### Problem statement
Copy the following material word for word, with every line kept in its original order.

### Data records

____________________

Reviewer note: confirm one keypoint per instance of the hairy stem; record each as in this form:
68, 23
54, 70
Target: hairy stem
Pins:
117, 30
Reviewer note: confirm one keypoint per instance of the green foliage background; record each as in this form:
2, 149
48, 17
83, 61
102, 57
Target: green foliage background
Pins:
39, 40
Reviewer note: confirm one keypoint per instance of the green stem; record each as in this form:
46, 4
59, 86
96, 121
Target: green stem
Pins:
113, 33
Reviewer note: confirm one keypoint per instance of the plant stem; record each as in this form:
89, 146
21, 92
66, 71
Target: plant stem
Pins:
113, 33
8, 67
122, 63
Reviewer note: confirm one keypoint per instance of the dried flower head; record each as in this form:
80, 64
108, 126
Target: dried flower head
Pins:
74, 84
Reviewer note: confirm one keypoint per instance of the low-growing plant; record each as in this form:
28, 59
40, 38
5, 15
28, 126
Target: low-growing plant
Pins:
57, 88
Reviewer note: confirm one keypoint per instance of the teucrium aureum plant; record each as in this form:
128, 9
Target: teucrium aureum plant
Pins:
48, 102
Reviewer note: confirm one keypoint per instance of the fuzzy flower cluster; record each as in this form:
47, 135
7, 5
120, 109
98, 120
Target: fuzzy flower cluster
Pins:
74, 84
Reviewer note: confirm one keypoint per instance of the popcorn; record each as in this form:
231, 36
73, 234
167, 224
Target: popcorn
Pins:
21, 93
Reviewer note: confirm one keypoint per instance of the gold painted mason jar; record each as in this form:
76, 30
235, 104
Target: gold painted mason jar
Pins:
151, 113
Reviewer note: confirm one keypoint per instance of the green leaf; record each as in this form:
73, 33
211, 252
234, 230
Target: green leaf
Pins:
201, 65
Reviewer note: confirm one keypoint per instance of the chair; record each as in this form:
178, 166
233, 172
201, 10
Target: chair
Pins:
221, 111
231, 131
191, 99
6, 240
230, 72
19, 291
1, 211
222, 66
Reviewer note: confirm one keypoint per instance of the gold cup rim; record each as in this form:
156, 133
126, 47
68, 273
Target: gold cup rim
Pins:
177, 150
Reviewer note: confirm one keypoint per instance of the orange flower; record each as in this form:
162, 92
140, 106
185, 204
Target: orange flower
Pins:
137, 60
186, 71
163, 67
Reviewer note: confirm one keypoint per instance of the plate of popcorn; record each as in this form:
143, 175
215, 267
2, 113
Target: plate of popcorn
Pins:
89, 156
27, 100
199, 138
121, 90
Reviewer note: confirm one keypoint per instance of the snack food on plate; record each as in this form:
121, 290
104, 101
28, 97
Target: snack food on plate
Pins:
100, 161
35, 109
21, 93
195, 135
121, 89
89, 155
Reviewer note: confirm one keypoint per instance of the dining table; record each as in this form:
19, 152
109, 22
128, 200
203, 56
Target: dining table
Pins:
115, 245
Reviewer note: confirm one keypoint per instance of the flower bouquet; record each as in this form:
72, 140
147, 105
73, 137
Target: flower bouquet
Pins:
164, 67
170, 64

____________________

### Reply to the task
Reviewer note: confirm one keypoint per instance of the hairy stem; record each as in this form:
68, 23
54, 70
Target: hairy stem
Pins:
117, 30
Reviewer note: confirm one keypoint per instance of the green foliage background; record each as in this form:
2, 149
48, 17
83, 61
102, 57
Target: green foliage background
Pins:
39, 40
Reviewer note: confirm one keypoint per instance of the green stem; record each as in this form:
46, 4
59, 86
96, 121
Target: green stem
Pins:
113, 33
Reviewer note: confirm one keypoint per instance of the plant stem; record each as in this form:
89, 146
21, 92
66, 71
Target: plant stem
Pins:
113, 33
8, 67
122, 63
Reviewer note: confirm one keypoint per instance of the dried flower head; record each as in this form:
80, 64
108, 126
Target: dried flower head
Pins:
74, 84
Reviewer note: confirm one keypoint per instance of the low-growing plant; record each as in this form:
28, 59
40, 38
5, 15
28, 126
Target: low-growing plant
Pins:
57, 88
Reviewer note: confirm one keypoint per instance of the teucrium aureum plant; record each as in this form:
128, 9
Target: teucrium aureum plant
Pins:
48, 102
Reviewer note: confirm one keypoint per instance of the fuzzy flower cluster; record each as in this form:
47, 135
7, 5
120, 109
98, 120
Target: fuzzy flower cluster
Pins:
74, 84
Reviewer note: confirm one keypoint per instance of the popcorn; record each as in this form:
231, 36
73, 234
167, 224
Target: popcorn
Pins:
21, 93
Reviewer note: confirm one keypoint per instance of the gold painted mason jar; record each as in this form:
76, 30
235, 104
Target: gold painted mason jar
Pins:
151, 113
Reviewer note: confirm one keypoint per instance of the green leaf; record each as in this form:
73, 33
211, 252
234, 230
Target: green leaf
Pins:
201, 65
Reviewer note: confirm one keypoint per instance of the chair; record each as in this form:
178, 166
233, 172
201, 10
Target: chair
Pins:
221, 111
231, 131
191, 99
6, 240
230, 72
19, 291
1, 211
222, 66
Reviewer note: confirm one keypoint per instance of the gold cup rim; record each as in this form:
156, 133
126, 47
68, 273
Target: gold cup rim
Pins:
177, 150
Reviewer note: confirm one keypoint per instance of the orange flower; record each as in this form:
162, 92
140, 106
185, 204
Target: orange flower
Pins:
137, 60
186, 71
163, 67
Reviewer note: confirm one keypoint per instance of the plate of popcorn; record each as in this form:
143, 175
215, 267
2, 113
Target: plate of popcorn
Pins:
89, 156
27, 100
199, 138
121, 90
Reviewer note: confirm one keypoint per instance of the snack food on plate; record each as in this form:
121, 290
104, 101
28, 97
Target: snack food on plate
Pins:
100, 161
35, 109
21, 93
195, 135
121, 89
89, 155
Reviewer note: confirm one keypoint per instance of the dining table; record each as in this form:
19, 152
109, 22
128, 200
203, 56
Target: dining table
Pins:
115, 245
Reviewer note: confirm one keypoint per instance of the flower bouquet; record each as in this form:
72, 140
147, 105
73, 137
Target: flower bouquet
Pins:
164, 67
170, 64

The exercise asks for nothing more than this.